## STATED EXERCISE:
Starting at "During the pre-dawn" and stopping after "a single battery.", please reproduce the Craney Island battle text with "sentry" swapped out for "lookout".

## DOCUMENT EXTRACT:
┌────────

During the pre-dawn hours of 22 June, an alarm gun sounded due to an alert, but jittery, sentry on Craney Island who thought he saw a boat moving near the Thoroughfare, a narrow strait between the island and mainland. Although the sighting proved to be floating debris, the entire garrison was awake and ready for action as dawn broke. as the light increased, the Americans clearly saw redcoats landing and assembling across the water at the nearby Wise farm. Colonel Beatty arranged his infantry into a line that faced The Thoroughfare on the northwestern part of the island. Major Faulkner’s artillerymen—without the help of draft animals—manhandled the heavy naval guns to the threatened part of the island and combined them with the six-pounders into a single battery.
Col. Beckwith’s regiment made up the bulk of the British landing force. He had planned the landing at Wise farm as a diversion, while another detachment crossed Wise Creek to the Stringer farm on the western side of Craney Island. At the same time, more barges would carry soldiers and marines for a direct assault against the island’s northwestern beaches. The plan went wrong when the British found that neither Wise Creek nor The Thoroughfare was wadable and Beckwith’s troops, unable to cross, massed on the riverbank. Attempting to draw the American artillerymen’s attention away from this target, Beckwith had the supporting Congreve rocket batteries, located near a building on the Wise farm, fire their noisy missiles. This drew American counterbattery fire that destroyed the building and caused several casualties. British soldiers who fled from the cover of the building, as well as those on the beach, were subjected to canister and grapeshot from the American artillery.
As this bloodbath took place, the main British assault force of fifteen hundred soldiers and marines, in fifty barges, approached the northwestern shore of Craney Island. Led by flag captain, Capt. Pechell in Admiral Warren’s personal barge, the British landing craft began to close on the island at 11 AM. Capt. Pechell, commanding the amphibious force, had tried to time his assault with Beckwith’s flank attack, but was unaware that it had already been smashed by Faulkner’s artillery. As the British amphibious forces moved toward the beach, the American gun crews brought their guns to bear on this new threat. They held their fire until the barges were well within range, at which point the artillerymen fired a deadly volley. With most of the barges grounded on unseen mudflats about three hundred yards from shore, the Americans poured volley after volley into them. Men who jumped over the sides of their barges sunk knee-deep into the muck. Standing in the command barge, Royal Navy Capt. Hanchett was trying to rally his men when a cannon shot smashed through the hull and severely wounded him in the thigh. Hanchett and his men abandoned their barge, while nearby barges recovered survivors. Captain Pechell ordered a retreat to the ships, and Warren directed the troops in the vicinity of Wise farm to return to their ships as well.
The Americans had won. Captain Cassin wrote to Secretary of the Navy Jones that the gun crew from Constellation “fired their [cannon] more like riflemen than Artillerists,” but he did not mention the role Virginia militia had played at all. In contrast, Colonel Beatty praised all the participating units in his report, including the few gunboats that had briefly engaged British barges. The Americans reported no casualties, while the British suffered at least sixteen men killed and sixty-two missing.

└────────

## SUPPLIED MATERIAL:
┌────────

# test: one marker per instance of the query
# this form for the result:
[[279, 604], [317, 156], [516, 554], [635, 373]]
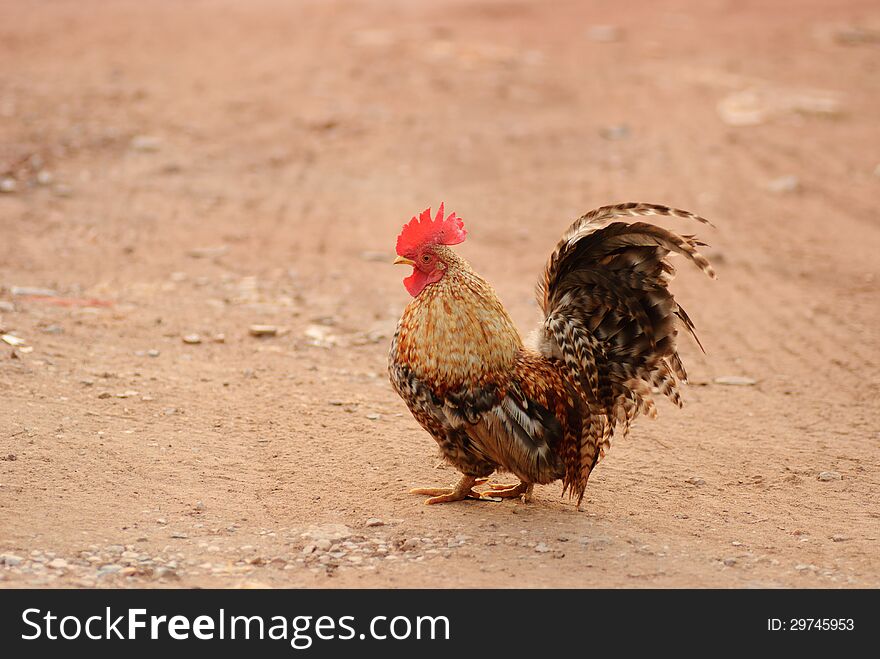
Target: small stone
[[604, 33], [145, 143], [788, 183], [615, 133], [735, 380], [263, 330], [208, 252]]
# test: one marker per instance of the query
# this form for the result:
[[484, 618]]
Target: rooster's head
[[422, 244]]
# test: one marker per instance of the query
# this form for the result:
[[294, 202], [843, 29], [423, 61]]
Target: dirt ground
[[174, 169]]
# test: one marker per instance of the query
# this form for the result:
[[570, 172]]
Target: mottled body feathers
[[548, 411]]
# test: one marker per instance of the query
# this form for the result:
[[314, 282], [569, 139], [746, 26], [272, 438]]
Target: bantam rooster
[[546, 412]]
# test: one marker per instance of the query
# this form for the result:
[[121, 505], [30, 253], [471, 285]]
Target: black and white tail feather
[[609, 316]]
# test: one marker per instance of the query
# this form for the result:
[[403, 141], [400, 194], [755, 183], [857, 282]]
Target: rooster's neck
[[457, 333]]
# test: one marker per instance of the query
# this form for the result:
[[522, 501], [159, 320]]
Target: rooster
[[549, 411]]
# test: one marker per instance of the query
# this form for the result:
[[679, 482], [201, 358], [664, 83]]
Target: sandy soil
[[195, 168]]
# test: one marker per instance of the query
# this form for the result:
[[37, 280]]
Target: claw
[[522, 490], [462, 490]]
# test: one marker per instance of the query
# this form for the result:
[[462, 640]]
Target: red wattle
[[416, 282]]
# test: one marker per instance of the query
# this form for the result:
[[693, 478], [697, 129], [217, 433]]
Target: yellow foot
[[464, 489], [523, 491]]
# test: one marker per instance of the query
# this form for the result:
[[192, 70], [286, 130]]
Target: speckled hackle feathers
[[547, 412], [423, 230]]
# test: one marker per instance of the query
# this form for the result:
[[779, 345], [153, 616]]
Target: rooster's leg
[[462, 490], [523, 490]]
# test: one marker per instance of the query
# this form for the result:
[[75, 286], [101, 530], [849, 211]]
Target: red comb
[[422, 230]]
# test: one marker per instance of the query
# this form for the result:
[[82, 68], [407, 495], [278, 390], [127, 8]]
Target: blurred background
[[173, 174]]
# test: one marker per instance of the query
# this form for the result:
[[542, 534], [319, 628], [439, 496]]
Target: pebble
[[604, 33], [614, 133], [789, 183], [62, 190], [735, 380], [410, 544], [208, 252], [145, 143], [263, 330]]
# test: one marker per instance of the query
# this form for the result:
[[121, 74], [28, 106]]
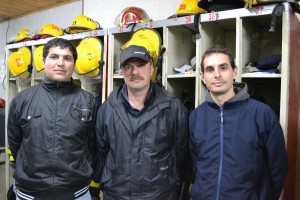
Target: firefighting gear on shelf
[[189, 7], [90, 57], [82, 23], [48, 30], [132, 15], [151, 40], [19, 63], [23, 35], [38, 58]]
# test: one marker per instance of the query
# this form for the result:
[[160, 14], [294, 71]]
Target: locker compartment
[[257, 41], [266, 91], [179, 86], [180, 47], [220, 32]]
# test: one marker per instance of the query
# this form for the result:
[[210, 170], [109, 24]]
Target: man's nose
[[217, 73], [60, 61]]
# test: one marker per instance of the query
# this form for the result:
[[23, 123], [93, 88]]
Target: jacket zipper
[[221, 155]]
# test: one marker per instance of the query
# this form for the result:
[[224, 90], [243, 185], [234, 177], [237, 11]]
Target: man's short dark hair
[[218, 49], [62, 43]]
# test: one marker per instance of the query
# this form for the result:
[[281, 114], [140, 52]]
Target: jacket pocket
[[29, 116], [82, 114]]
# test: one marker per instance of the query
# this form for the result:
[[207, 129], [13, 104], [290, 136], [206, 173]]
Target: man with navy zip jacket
[[236, 142]]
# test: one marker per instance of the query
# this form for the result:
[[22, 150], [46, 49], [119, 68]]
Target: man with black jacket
[[50, 131], [142, 135]]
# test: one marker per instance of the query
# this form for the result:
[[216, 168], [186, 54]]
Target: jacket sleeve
[[276, 155], [183, 157], [14, 130]]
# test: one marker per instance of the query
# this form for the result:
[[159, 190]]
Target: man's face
[[137, 74], [218, 75], [59, 64]]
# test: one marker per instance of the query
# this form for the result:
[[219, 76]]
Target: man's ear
[[235, 71], [202, 77]]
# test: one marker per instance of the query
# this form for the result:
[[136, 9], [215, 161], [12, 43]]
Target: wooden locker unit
[[181, 47], [252, 42], [14, 86]]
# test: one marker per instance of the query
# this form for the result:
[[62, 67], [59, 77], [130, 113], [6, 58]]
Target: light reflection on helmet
[[131, 15]]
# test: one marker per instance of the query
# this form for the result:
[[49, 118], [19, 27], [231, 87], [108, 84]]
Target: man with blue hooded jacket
[[237, 143]]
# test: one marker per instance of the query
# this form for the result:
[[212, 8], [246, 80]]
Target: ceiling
[[10, 9]]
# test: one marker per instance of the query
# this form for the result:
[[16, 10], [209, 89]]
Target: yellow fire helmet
[[38, 58], [19, 63], [82, 23], [51, 29], [189, 7], [23, 33], [90, 55], [131, 15]]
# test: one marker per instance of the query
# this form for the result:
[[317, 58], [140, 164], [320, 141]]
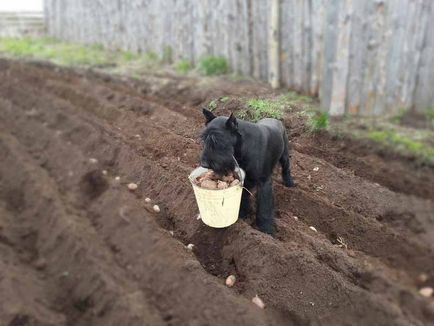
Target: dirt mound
[[77, 247]]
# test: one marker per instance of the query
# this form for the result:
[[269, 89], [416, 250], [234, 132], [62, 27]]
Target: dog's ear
[[232, 123], [209, 116]]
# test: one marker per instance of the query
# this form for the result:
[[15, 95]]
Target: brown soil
[[77, 247]]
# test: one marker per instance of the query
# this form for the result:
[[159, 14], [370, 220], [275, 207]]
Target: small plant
[[258, 109], [317, 120], [213, 65], [183, 66]]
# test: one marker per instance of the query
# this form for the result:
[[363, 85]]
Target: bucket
[[218, 208]]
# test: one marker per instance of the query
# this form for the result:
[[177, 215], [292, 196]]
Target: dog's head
[[219, 139]]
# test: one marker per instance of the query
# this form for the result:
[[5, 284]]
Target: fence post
[[274, 45]]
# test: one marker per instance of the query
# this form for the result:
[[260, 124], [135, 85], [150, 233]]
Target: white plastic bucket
[[218, 208]]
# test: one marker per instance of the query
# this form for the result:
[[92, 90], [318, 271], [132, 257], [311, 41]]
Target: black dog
[[257, 147]]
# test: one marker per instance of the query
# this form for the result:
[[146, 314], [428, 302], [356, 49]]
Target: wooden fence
[[359, 56], [18, 24]]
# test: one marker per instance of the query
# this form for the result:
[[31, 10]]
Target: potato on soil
[[230, 281]]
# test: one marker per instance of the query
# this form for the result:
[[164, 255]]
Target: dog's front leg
[[245, 200], [264, 210]]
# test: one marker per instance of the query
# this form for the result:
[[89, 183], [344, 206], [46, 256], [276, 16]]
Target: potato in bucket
[[218, 198]]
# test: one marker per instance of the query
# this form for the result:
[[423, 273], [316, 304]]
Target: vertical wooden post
[[274, 45]]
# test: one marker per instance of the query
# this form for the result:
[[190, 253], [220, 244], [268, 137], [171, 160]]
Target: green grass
[[317, 120], [259, 108], [70, 54], [183, 66], [213, 65], [403, 144]]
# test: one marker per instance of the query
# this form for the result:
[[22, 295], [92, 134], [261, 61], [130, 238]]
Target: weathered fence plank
[[358, 56]]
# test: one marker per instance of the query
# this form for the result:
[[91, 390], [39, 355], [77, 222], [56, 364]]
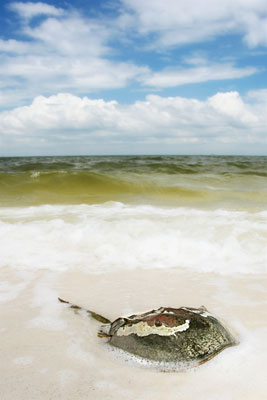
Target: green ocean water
[[234, 182]]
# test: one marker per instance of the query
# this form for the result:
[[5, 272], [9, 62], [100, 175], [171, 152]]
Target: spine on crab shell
[[94, 315]]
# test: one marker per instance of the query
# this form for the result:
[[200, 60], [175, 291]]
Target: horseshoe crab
[[186, 335]]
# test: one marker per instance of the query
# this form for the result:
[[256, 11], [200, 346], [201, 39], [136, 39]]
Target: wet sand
[[50, 352]]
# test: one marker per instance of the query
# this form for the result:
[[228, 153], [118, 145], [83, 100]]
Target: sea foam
[[115, 236]]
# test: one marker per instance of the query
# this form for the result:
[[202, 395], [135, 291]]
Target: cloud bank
[[63, 50], [69, 120]]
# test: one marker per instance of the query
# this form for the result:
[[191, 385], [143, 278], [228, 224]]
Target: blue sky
[[133, 77]]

└────────

## FINAL RESULT:
During the pre-dawn hours of 22 June, an alarm gun sounded due to an alert, but jittery, lookout on Craney Island who thought he saw a boat moving near the Thoroughfare, a narrow strait between the island and mainland. Although the sighting proved to be floating debris, the entire garrison was awake and ready for action as dawn broke. as the light increased, the Americans clearly saw redcoats landing and assembling across the water at the nearby Wise farm. Colonel Beatty arranged his infantry into a line that faced The Thoroughfare on the northwestern part of the island. Major Faulkner’s artillerymen—without the help of draft animals—manhandled the heavy naval guns to the threatened part of the island and combined them with the six-pounders into a single battery.